> **Action item**: The required output consists solely of the lines from the top of the listing through the line containing "57L128 153L160 193L153", transcribed exactly.

> **Dataset excerpts**:
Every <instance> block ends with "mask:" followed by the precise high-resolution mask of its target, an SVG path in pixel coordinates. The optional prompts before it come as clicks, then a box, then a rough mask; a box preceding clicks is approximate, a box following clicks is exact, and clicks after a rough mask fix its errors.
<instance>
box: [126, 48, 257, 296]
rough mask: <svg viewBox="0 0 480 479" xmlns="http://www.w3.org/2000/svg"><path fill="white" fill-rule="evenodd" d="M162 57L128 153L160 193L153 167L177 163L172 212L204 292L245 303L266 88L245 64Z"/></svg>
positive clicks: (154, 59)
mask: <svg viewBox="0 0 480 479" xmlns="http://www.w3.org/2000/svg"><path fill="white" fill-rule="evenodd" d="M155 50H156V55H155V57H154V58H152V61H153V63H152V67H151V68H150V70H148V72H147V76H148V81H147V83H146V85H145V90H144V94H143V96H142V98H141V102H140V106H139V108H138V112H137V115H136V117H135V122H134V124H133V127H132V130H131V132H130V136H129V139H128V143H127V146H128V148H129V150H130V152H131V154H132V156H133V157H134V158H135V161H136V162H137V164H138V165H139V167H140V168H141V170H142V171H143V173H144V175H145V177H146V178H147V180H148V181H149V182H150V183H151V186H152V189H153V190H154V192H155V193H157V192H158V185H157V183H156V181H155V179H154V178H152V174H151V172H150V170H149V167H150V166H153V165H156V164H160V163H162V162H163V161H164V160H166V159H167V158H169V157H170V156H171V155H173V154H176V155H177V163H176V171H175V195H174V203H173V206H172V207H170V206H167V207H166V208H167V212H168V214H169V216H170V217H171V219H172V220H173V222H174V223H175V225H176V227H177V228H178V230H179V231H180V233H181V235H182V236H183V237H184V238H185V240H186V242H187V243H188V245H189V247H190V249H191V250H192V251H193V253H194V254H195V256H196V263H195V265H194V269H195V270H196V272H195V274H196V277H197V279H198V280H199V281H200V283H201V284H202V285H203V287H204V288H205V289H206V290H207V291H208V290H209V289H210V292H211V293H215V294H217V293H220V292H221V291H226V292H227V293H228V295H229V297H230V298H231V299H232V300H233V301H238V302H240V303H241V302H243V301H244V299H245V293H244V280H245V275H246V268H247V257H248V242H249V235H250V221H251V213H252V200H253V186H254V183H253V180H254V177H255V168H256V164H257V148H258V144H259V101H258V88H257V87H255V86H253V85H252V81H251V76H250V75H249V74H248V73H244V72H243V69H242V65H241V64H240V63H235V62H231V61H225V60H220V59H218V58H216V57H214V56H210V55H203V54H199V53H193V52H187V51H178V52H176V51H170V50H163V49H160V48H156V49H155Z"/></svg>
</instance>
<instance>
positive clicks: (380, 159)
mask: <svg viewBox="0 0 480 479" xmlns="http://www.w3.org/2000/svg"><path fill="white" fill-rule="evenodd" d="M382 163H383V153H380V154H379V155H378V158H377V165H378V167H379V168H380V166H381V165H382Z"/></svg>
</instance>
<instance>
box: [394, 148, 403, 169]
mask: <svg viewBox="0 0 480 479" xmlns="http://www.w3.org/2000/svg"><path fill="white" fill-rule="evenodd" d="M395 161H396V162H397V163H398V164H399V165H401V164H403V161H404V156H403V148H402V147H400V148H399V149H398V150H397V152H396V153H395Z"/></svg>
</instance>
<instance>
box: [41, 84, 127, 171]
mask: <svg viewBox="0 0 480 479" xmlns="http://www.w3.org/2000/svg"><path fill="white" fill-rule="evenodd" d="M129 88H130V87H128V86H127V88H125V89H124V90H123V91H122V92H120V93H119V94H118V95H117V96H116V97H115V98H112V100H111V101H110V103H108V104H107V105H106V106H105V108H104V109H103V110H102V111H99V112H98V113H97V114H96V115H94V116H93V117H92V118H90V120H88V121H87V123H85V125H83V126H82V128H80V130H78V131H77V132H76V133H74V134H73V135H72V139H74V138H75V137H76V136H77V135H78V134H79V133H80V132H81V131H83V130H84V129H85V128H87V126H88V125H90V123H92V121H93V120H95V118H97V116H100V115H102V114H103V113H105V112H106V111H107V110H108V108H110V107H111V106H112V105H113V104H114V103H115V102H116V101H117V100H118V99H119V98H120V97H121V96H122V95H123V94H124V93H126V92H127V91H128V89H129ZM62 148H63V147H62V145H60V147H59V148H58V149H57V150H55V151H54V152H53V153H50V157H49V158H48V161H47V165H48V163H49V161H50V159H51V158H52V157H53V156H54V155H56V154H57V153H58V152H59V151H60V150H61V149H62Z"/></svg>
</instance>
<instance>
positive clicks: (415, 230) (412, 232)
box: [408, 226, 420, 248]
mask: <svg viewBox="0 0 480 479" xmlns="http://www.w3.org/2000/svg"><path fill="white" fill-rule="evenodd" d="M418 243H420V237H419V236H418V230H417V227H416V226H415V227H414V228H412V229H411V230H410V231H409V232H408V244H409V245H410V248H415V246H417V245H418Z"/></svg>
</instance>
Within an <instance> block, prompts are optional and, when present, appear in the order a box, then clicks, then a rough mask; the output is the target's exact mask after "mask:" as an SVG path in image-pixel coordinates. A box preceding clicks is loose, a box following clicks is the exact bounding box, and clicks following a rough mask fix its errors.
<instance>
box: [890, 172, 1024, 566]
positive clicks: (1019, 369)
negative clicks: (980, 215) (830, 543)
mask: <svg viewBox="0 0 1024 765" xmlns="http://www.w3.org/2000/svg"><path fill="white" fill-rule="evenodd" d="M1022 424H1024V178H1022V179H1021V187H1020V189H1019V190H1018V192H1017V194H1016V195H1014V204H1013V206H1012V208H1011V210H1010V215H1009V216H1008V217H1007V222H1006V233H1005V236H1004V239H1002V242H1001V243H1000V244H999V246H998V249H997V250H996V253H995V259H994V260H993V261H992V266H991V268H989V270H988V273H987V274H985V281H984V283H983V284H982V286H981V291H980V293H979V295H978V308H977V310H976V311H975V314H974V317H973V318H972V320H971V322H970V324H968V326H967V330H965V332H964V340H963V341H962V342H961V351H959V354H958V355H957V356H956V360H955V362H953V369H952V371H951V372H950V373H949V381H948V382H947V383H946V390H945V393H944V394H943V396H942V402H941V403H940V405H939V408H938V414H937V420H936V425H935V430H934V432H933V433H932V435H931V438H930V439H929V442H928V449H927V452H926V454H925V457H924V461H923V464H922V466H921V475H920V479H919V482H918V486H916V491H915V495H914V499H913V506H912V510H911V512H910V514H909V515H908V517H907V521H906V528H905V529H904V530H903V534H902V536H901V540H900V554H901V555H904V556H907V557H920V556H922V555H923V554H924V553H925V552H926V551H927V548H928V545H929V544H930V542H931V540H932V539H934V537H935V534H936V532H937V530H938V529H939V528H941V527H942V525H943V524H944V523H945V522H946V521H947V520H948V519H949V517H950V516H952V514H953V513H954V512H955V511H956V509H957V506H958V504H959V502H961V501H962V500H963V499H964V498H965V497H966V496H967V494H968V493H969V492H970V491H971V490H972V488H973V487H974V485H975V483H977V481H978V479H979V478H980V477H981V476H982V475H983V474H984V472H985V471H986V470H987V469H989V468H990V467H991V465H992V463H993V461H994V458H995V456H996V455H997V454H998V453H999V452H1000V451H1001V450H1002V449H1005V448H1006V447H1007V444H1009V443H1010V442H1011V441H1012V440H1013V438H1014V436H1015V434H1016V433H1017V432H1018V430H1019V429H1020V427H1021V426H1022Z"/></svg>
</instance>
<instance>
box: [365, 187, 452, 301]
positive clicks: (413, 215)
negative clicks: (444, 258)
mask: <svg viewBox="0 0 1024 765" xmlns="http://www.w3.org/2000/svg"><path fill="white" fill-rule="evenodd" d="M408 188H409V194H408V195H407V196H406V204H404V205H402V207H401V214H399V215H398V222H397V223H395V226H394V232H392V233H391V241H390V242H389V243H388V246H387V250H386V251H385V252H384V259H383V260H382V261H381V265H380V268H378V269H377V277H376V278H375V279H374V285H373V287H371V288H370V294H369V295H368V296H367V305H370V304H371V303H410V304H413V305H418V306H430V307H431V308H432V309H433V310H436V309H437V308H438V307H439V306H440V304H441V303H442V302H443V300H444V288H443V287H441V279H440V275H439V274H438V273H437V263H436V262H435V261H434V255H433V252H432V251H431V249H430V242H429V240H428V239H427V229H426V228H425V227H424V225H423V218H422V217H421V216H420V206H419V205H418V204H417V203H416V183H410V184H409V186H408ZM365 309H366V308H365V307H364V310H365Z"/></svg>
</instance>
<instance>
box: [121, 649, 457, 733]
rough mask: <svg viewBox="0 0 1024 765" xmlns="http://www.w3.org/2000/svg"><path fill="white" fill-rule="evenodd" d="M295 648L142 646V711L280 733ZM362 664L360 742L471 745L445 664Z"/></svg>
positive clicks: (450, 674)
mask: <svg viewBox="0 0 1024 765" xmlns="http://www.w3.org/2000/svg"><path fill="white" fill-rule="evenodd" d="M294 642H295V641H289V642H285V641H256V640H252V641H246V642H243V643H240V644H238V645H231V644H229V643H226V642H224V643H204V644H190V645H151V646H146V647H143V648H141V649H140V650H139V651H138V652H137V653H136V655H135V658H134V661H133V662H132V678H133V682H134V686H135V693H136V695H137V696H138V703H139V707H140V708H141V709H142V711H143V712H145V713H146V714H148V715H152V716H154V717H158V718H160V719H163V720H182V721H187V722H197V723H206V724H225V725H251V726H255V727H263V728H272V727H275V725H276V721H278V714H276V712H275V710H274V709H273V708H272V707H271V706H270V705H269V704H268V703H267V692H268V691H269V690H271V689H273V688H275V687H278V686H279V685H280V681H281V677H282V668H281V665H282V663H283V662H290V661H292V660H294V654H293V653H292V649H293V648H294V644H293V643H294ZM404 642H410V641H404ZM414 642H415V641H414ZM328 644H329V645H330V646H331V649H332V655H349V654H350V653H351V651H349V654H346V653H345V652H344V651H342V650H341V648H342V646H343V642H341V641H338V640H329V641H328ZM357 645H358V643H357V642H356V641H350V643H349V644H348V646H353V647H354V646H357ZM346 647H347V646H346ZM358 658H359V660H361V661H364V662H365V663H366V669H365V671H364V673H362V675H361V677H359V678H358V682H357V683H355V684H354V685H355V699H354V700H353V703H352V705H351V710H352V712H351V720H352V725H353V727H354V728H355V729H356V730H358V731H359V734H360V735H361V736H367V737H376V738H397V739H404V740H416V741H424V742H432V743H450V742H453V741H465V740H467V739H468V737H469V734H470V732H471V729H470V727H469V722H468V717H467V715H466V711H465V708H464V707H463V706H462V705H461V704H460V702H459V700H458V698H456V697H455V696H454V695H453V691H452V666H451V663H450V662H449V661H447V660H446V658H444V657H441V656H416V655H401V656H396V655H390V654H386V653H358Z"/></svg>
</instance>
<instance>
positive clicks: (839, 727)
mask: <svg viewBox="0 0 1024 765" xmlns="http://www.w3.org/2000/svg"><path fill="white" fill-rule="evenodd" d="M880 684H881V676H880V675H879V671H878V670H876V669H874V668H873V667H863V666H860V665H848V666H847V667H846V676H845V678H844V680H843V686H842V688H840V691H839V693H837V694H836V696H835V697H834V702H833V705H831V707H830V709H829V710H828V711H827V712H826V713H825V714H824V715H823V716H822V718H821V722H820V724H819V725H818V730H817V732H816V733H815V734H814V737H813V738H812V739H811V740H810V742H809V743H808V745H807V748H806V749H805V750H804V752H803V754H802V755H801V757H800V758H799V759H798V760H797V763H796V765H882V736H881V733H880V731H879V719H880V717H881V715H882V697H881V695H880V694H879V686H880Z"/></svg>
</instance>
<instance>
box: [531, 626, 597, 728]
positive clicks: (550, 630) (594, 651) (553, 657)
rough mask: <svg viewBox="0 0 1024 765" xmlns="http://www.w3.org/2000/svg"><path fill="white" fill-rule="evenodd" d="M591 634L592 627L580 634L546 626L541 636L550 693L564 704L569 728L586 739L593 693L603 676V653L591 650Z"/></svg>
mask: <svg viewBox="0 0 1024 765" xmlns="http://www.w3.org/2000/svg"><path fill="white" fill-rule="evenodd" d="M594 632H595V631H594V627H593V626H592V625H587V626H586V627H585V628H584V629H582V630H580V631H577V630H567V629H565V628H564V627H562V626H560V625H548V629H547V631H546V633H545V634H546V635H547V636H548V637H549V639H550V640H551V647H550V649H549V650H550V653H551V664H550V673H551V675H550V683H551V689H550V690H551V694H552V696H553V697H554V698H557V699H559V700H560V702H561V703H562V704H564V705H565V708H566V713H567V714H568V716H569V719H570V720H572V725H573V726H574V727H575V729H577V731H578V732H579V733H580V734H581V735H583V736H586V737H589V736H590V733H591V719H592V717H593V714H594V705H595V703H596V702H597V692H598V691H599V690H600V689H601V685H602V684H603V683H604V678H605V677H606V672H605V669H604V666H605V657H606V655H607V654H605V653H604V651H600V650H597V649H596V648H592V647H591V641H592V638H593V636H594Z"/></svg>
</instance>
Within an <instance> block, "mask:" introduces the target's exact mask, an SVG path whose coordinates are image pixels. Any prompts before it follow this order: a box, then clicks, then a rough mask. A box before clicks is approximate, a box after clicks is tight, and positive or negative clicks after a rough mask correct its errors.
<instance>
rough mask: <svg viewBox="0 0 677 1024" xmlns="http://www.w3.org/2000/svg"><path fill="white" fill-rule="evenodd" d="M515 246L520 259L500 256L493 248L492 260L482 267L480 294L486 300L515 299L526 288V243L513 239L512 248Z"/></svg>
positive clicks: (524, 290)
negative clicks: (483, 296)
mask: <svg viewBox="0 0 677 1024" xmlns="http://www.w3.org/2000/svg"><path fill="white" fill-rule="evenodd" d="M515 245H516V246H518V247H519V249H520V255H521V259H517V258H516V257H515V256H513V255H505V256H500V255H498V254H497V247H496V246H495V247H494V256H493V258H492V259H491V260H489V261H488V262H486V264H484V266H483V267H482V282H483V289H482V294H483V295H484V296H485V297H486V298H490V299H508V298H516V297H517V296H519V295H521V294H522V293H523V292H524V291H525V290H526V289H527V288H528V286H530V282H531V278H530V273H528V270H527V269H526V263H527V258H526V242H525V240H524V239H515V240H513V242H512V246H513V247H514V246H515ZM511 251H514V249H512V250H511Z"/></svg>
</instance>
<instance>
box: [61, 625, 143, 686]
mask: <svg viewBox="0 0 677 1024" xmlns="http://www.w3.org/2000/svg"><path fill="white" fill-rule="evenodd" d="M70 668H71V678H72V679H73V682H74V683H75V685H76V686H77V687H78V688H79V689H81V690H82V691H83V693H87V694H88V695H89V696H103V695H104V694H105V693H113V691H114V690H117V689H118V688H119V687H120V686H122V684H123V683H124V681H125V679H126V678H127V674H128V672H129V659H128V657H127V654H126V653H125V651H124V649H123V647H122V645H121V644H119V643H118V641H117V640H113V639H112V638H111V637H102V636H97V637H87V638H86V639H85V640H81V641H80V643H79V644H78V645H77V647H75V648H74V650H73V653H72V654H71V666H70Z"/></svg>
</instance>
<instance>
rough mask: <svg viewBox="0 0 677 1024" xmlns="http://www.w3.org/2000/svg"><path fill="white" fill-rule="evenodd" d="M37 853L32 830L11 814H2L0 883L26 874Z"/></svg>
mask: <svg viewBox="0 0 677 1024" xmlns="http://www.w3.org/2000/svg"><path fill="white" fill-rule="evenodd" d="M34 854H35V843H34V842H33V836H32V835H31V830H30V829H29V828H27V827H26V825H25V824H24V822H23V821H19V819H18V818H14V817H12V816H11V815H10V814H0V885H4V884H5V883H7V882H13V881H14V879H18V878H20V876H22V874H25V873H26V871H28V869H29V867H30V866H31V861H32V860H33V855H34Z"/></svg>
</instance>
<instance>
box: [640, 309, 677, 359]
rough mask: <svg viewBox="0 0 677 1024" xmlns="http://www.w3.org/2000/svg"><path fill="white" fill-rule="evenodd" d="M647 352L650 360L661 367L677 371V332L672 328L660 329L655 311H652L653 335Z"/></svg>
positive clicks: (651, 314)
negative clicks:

> **Task answer**:
Every <instance> block ends with "mask:" followed by the precise high-resolution mask of its target, an SVG path in pixel coordinates. The optional prompts before it come as clicks, then a box, then a rough mask; a box preceding clicks is approximate, a box following clicks is exact, and clicks after a rough mask fix its errors.
<instance>
box: [126, 48, 257, 296]
rough mask: <svg viewBox="0 0 480 479" xmlns="http://www.w3.org/2000/svg"><path fill="white" fill-rule="evenodd" d="M162 57L128 153L160 193L153 167L177 163L172 212L204 292L245 303L266 88L245 64Z"/></svg>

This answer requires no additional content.